*** DATA RECORDS
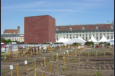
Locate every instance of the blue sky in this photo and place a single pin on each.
(65, 12)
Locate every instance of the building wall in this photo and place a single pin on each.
(14, 37)
(37, 29)
(85, 35)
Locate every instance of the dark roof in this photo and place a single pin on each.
(87, 27)
(11, 31)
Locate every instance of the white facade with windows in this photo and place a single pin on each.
(14, 37)
(98, 31)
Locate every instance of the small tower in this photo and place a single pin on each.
(18, 28)
(108, 22)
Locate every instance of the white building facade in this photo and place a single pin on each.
(85, 31)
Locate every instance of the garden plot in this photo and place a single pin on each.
(77, 63)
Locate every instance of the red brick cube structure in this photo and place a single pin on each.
(39, 29)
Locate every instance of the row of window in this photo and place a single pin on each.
(83, 28)
(97, 38)
(86, 34)
(14, 38)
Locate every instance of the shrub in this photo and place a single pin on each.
(58, 43)
(32, 43)
(104, 43)
(89, 43)
(45, 43)
(76, 44)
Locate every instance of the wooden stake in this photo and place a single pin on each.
(96, 53)
(104, 53)
(52, 58)
(11, 72)
(34, 64)
(31, 52)
(44, 62)
(26, 69)
(64, 60)
(17, 70)
(68, 56)
(57, 57)
(88, 54)
(35, 72)
(41, 70)
(50, 67)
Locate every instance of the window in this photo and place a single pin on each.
(111, 28)
(111, 37)
(96, 28)
(107, 37)
(70, 29)
(57, 29)
(100, 34)
(97, 38)
(83, 28)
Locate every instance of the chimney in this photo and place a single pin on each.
(18, 28)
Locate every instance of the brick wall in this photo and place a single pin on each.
(39, 29)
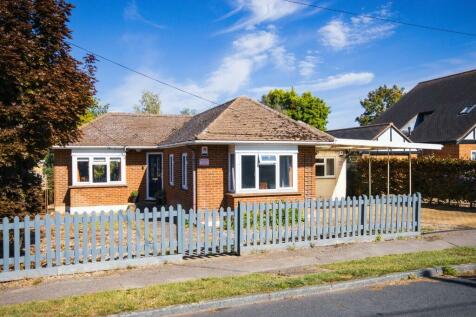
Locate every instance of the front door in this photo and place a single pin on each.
(154, 175)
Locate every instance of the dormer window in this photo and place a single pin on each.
(467, 109)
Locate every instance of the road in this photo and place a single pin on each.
(425, 297)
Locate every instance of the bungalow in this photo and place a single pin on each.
(238, 151)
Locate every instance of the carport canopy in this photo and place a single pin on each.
(372, 145)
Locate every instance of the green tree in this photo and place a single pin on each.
(306, 107)
(95, 110)
(148, 103)
(44, 92)
(378, 101)
(188, 112)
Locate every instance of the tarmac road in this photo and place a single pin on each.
(438, 296)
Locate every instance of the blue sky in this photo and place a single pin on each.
(222, 49)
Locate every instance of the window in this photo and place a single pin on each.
(171, 169)
(262, 170)
(467, 109)
(231, 172)
(83, 169)
(286, 171)
(267, 171)
(184, 171)
(115, 169)
(325, 167)
(97, 169)
(248, 165)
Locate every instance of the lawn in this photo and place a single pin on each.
(111, 302)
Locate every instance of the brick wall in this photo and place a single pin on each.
(67, 195)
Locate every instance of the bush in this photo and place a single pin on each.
(435, 178)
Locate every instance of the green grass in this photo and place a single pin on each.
(111, 302)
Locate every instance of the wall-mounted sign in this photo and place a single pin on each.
(204, 162)
(205, 151)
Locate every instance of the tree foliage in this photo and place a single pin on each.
(44, 92)
(378, 101)
(148, 103)
(306, 107)
(95, 110)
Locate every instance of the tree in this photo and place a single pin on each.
(148, 103)
(95, 110)
(188, 112)
(44, 92)
(378, 101)
(306, 107)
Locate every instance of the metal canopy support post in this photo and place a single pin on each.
(410, 172)
(370, 174)
(388, 172)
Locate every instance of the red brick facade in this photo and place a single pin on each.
(211, 181)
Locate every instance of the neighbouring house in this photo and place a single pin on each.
(238, 151)
(441, 110)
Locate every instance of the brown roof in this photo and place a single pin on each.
(126, 129)
(240, 119)
(244, 119)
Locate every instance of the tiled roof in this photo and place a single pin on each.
******
**SHORT EXERCISE**
Copy the records word for word, beginning at the line that contains "Locate every instance of the bush" and continuing through the last line of the records.

**SOLUTION TO THIS PROBLEM**
Locate every instance of the bush in this photo and place a single pin on each.
(435, 178)
Locate every instance of the green grass in this photo and place a single pin on each.
(111, 302)
Locate every instance of the wall-mounted sign in this photo and place a single pin on each.
(204, 162)
(205, 151)
Locate every instance of the tree foliage in this photo and place a single pin on each.
(44, 92)
(378, 101)
(148, 103)
(306, 107)
(95, 110)
Locate every instance of the tree in this photo and place a single pin on each.
(148, 103)
(95, 110)
(188, 112)
(44, 92)
(378, 101)
(306, 107)
Locate every instance of the metal canopy support post in this photo and place a single pin on each.
(410, 172)
(370, 174)
(388, 172)
Locate every instance of the red brick facade in this photo and place a single pin on each.
(211, 181)
Locate every instance of the neighbouring house in this photo and place a single pin on each.
(238, 151)
(441, 110)
Locate every instance of the brown roof in this photo and place a single pin on each.
(126, 129)
(240, 119)
(244, 119)
Locate every instance of the tiled roof in this photo and place a single pin on each.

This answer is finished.